**Ausgangstext**
************

Die Welt heisst Rosebud.

Die Welt in Grün

Und noch was sehr, sehr Hübsches. Tom Waits und “All the World is Green

I fell into the ocean
When you became my wife
I risked it all aganist the sea
To have a better life
Marie you’re the wild blue sky
And men do foolish things
You turn kings into beggars
And beggars into kings

Hier der Song in einer eindrücklichen Verfilmung. Und hier der Text mit Erläuterungen. Hättest Du gedacht, dass hier Georg Büchners (1813-1837) Drama Woyzeck vertont wird, eines der ganz grossen Theaterstücke der Weltliteratur, in dem Woyzeck erst seine Geliebte Marie tötet und hernach sich selbst. Warum wohl, ach, mein Herz?

Ja, die Liebe, die Liebe ist ein höchst gefährliches, ein seltsam mörderisches Tier. Nimm Dich bloss in Acht.

Verletzungen

Ist es nicht seltsam, dass gerade die Verletzlichsten (und vielleicht auch die Verletztesten) sich die grösste Mühe geben, nicht verletzlich, nicht verletzt zu erscheinen und ihre Verletzungen bestmöglich zu verbergen suchen, ganz so, als vermöchte deren Leugnung sie tatsächlich zu schützen.

************

Gespeicherte Dateneinträge:
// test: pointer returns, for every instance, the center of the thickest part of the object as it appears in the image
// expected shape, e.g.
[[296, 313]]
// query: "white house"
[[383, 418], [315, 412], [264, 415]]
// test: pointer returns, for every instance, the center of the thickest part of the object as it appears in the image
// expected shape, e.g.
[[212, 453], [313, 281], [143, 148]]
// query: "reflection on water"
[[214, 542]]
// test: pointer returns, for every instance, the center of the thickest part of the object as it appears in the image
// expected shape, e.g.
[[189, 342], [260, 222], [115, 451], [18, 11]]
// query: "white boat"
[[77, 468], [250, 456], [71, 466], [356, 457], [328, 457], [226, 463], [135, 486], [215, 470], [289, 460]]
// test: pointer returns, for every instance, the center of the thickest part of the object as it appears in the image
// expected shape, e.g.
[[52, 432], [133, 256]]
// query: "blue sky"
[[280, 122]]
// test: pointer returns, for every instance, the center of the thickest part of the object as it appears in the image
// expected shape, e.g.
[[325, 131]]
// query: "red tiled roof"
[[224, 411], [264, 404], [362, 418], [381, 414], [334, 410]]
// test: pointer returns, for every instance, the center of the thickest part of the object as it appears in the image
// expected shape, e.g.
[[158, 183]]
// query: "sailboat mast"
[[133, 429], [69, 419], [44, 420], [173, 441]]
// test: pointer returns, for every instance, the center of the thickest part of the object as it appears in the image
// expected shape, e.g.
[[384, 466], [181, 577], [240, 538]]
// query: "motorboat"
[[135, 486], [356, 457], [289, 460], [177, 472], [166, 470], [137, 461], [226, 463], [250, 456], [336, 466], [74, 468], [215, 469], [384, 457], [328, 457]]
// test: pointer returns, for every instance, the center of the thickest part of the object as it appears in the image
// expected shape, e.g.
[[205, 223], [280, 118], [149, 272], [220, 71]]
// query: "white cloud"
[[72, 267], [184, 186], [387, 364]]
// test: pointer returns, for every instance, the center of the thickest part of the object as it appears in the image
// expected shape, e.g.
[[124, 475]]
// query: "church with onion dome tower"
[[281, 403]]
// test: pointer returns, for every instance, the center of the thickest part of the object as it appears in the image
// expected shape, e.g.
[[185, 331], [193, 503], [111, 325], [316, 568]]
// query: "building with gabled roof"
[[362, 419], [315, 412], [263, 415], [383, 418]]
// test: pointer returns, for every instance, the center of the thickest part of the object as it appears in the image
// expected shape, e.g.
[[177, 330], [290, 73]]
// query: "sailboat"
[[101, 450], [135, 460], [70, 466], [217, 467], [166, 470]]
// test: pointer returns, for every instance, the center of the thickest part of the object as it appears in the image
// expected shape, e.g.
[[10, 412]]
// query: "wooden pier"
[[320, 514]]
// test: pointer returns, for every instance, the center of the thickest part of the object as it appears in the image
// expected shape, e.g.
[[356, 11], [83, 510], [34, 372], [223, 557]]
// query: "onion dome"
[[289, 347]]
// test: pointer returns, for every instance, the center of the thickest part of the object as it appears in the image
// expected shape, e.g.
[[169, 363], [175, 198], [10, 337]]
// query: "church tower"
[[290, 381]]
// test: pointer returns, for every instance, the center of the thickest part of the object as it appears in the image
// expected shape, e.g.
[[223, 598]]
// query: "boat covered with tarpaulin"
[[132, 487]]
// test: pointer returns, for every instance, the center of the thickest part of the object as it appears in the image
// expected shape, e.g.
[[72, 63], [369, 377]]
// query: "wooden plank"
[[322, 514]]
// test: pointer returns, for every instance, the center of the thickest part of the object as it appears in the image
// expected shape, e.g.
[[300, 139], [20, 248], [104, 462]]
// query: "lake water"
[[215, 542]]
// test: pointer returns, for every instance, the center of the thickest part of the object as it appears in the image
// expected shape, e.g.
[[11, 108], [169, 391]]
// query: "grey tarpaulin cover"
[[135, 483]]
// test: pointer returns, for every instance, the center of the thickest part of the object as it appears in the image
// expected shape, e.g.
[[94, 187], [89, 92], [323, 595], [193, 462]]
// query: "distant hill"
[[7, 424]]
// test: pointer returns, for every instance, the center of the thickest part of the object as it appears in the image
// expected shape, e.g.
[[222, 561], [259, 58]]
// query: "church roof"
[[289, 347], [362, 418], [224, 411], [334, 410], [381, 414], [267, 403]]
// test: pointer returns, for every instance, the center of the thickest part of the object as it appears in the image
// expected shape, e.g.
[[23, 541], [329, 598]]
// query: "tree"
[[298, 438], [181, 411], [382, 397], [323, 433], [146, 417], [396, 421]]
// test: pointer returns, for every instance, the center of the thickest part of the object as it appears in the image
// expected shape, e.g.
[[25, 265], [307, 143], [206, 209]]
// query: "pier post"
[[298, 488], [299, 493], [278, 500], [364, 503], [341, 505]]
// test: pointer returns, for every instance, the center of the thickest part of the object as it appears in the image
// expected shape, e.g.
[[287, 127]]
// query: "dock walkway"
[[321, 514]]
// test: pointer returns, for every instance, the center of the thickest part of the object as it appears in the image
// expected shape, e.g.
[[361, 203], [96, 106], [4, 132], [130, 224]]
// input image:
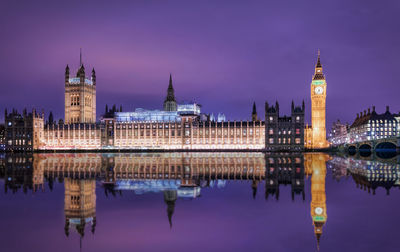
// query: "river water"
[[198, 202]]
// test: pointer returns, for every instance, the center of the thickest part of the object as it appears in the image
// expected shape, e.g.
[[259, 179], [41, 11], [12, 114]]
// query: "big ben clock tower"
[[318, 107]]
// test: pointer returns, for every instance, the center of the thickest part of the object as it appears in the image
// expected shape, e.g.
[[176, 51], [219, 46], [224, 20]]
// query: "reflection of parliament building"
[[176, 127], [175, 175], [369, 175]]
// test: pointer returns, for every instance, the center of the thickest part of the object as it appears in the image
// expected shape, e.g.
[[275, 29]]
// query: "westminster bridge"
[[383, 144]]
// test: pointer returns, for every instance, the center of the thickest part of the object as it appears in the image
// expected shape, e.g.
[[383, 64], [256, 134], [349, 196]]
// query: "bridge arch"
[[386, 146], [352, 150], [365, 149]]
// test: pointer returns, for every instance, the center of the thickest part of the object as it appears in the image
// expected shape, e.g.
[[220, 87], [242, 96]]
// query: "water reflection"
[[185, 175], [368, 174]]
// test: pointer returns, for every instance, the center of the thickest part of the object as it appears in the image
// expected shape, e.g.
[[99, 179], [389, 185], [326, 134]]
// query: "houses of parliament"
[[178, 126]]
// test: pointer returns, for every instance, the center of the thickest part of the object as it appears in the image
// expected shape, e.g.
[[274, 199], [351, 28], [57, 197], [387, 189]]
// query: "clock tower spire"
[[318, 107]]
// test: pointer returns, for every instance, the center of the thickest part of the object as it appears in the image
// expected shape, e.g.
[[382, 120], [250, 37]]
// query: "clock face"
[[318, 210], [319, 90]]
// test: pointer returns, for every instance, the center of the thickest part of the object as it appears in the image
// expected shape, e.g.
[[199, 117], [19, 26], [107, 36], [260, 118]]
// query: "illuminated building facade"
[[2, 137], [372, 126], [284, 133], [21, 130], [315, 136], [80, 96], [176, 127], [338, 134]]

************

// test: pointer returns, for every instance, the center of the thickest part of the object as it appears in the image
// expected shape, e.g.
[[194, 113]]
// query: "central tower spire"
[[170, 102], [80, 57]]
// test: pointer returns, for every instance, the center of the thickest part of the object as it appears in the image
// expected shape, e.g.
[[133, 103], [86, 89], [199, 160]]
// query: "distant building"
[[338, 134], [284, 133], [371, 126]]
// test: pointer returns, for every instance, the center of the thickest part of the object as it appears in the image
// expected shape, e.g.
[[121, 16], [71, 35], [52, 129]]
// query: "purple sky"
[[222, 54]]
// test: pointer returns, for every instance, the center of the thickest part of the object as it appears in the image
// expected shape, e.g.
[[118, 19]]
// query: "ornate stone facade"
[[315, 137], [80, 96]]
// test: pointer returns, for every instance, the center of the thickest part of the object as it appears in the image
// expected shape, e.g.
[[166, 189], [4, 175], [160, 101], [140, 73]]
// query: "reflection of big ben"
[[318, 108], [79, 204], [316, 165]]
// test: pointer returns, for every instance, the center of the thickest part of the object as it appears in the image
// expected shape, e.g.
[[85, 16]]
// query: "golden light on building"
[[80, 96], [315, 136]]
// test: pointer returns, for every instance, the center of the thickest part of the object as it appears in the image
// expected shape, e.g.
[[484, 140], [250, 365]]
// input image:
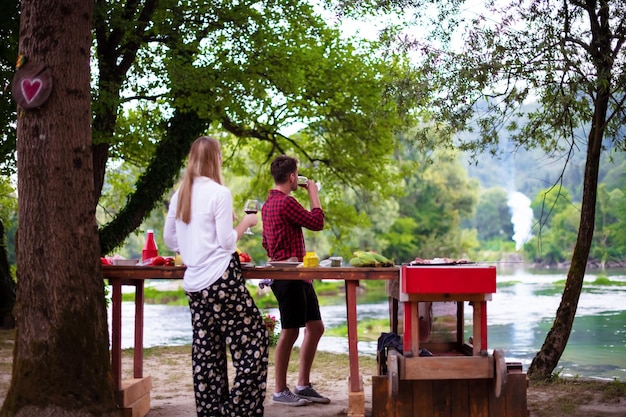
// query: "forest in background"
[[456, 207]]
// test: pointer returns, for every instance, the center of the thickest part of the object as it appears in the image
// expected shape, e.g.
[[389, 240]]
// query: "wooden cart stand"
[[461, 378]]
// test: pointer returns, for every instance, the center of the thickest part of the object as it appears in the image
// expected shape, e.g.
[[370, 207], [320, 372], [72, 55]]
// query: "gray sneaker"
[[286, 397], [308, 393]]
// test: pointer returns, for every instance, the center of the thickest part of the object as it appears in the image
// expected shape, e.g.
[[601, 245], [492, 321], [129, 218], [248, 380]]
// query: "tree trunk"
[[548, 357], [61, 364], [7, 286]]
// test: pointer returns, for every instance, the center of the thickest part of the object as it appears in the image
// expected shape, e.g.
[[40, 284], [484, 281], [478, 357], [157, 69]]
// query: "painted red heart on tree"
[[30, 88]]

************

**Aufgaben**
[A] Beantworte zum Text über Tom Waits und Woyzeck diese Fragen:
(i) Wie heißt der Song von Tom Waits, um den es geht?
(ii) Welche Lebensdaten stehen bei Georg Büchner?
(iii) Wen tötet Woyzeck laut dem Text zuerst?
[B] Zitiere aus dem Text über Tom Waits und Woyzeck die Stelle von "Ja, die Liebe, die" bis einschließlich "tatsächlich zu schützen.".
[C] Schreib den Text über Tom Waits und Woyzeck nach seinem letzten Satz weiter.

**Lösungen**
[A]
(i) „All the World is Green“
(ii) 1813–1837
(iii) Seine Geliebte Marie

[B]
Ja, die Liebe, die Liebe ist ein höchst gefährliches, ein seltsam mörderisches Tier. Nimm Dich bloss in Acht.

Verletzungen

Ist es nicht seltsam, dass gerade die Verletzlichsten (und vielleicht auch die Verletztesten) sich die grösste Mühe geben, nicht verletzlich, nicht verletzt zu erscheinen und ihre Verletzungen bestmöglich zu verbergen suchen, ganz so, als vermöchte deren Leugnung sie tatsächlich zu schützen.

[C]
Aber vielleicht tut es das ja. Indem es verhindert, dass zum bereits bestehenden Leid noch das Bewusstsein (oder noch schlimmer: die Kommunikation darüber) hinzukommen. Denn – nochmalsder Weg der Wahrheit ist ein Weg der Stille, wo zärtliches Gespräch nur ein Hinterhalt von Räubern ist und selbst gute Musik schockierend fehl am Platz; und Du, natürlich, hast mir das nie gesagt. (W. H. Auden) Dass damit die Wunden zu eitern und modern beginnen und nicht heilen können, ist kleine Münze im Verhältnis zur Angst vor weiteren Verletzungen.

Traurigkeit

Ich hatte Dir bereits von den “Zwei Herren am Strand” und ihren Problemen mit der Traurigkeit erzählt (ich lese das so langsam als möglich, damit es dauere). Eine ganz wunderbare Passage ist darin:

Sydney war sehr erleichtert. Die Funken im Auge seines Bruders gaben beruhigende Auskunft. Er hatte keinen Zweifel, Charlie hatte die Krise überwunden.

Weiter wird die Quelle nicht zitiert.